▶ _TASK TO COMPLETE_: Among the lines below, a stretch begins at the one with "negative clicks: (303, 272) (350, 233)" and ends at the one with "259L309 263L326 260V252L289". Repeat that stretch exactly, ends included.

▶ _INPUT DATA_:
Content starts

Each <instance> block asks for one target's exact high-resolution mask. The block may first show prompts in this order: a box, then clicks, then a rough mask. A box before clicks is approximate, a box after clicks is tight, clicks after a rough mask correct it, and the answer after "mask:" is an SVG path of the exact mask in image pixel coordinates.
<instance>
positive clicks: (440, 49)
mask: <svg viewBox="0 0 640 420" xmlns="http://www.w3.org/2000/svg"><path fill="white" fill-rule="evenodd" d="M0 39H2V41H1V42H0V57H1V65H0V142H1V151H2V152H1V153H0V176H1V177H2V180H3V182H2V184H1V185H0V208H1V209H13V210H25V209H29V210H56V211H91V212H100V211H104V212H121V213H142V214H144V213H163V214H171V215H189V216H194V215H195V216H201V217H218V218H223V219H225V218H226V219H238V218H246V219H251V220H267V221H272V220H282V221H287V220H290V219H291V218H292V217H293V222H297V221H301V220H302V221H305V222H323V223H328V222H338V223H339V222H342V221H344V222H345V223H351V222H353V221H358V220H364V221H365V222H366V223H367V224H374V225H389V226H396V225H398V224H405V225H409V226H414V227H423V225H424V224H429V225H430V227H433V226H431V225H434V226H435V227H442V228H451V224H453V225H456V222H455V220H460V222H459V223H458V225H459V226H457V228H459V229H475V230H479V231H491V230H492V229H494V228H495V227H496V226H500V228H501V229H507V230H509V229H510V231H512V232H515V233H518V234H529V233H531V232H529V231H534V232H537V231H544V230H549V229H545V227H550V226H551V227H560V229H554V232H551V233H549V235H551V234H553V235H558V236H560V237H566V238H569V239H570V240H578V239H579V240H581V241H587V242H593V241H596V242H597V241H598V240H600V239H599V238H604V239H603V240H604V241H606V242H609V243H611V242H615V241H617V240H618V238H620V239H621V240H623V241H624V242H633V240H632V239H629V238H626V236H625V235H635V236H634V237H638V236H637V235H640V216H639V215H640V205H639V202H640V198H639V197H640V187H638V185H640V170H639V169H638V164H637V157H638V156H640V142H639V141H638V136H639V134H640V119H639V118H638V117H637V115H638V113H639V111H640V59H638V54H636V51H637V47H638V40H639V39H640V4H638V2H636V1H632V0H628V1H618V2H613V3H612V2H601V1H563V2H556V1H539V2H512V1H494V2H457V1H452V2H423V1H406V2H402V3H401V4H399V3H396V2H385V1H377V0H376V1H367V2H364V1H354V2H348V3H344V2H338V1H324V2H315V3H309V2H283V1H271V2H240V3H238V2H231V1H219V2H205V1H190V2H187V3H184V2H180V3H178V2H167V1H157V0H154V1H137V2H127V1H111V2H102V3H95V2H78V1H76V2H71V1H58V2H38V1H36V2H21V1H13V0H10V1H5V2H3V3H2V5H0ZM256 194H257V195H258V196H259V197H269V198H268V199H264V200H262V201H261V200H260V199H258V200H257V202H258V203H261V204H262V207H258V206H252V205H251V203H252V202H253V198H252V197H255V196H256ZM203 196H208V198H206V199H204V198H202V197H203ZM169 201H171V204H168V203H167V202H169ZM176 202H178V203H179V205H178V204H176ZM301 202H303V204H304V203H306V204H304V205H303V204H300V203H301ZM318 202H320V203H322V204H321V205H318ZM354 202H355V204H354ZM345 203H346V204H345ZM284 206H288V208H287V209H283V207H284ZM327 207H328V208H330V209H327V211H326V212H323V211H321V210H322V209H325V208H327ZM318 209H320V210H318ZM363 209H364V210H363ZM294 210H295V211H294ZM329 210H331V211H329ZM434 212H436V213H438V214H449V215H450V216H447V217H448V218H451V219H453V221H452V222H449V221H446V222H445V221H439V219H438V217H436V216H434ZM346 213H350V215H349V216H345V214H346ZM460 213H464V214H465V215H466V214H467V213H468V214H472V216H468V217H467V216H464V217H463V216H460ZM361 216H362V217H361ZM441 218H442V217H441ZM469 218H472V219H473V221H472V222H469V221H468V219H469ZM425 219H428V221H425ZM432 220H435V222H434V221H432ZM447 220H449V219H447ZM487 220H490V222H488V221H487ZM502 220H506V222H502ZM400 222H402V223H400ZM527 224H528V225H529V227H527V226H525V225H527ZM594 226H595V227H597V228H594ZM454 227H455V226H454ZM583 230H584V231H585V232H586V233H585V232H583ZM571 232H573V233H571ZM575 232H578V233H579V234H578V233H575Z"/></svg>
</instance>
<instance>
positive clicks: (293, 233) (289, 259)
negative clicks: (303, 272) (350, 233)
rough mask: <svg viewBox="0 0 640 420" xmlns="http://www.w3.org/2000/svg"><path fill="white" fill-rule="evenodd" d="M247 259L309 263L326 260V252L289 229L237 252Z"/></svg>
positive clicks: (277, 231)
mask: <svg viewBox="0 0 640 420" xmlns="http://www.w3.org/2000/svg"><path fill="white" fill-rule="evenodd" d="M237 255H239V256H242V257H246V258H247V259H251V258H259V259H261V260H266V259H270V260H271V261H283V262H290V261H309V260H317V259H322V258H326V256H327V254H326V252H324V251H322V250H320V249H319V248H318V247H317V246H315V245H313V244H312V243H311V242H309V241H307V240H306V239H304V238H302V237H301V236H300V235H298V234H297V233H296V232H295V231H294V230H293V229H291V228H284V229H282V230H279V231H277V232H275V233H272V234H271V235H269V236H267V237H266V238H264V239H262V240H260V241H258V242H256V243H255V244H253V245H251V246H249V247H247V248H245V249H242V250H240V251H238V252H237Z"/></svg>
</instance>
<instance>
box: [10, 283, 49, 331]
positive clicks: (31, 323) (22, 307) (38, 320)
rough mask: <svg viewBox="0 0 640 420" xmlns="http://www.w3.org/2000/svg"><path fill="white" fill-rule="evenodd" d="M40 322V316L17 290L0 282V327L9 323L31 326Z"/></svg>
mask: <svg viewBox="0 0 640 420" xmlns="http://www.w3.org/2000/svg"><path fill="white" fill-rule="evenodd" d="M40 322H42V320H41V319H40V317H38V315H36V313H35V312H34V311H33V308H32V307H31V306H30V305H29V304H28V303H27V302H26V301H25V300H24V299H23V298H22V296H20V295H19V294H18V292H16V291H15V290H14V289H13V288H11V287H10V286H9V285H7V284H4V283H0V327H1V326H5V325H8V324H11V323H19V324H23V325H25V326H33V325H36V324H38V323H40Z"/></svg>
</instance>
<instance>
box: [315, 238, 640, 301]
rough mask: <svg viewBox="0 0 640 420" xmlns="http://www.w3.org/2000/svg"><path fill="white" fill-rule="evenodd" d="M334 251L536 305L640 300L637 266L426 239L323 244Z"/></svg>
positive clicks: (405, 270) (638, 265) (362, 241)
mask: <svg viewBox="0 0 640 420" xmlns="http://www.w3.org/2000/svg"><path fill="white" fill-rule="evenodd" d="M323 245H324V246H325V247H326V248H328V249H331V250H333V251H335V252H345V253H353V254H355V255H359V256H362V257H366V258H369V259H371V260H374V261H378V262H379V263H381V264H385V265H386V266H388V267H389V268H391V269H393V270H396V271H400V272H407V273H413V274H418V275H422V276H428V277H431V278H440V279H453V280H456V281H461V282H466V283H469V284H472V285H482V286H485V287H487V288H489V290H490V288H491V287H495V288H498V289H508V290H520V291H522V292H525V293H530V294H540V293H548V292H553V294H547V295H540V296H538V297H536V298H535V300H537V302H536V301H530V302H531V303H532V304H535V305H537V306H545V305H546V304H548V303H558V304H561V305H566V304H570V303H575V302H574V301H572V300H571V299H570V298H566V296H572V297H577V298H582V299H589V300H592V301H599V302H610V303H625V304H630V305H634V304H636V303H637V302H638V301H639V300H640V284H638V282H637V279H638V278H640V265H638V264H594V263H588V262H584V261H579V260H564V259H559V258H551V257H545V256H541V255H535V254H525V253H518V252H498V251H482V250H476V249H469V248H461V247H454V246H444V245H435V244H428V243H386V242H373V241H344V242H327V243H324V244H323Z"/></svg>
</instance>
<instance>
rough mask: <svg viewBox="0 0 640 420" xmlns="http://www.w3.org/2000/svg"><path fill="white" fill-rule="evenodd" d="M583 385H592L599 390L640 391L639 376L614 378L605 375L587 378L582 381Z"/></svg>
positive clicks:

Content ends

▶ _RESULT BELOW_:
negative clicks: (303, 272) (350, 233)
rough mask: <svg viewBox="0 0 640 420" xmlns="http://www.w3.org/2000/svg"><path fill="white" fill-rule="evenodd" d="M247 259L309 263L326 260V252L289 229L237 252Z"/></svg>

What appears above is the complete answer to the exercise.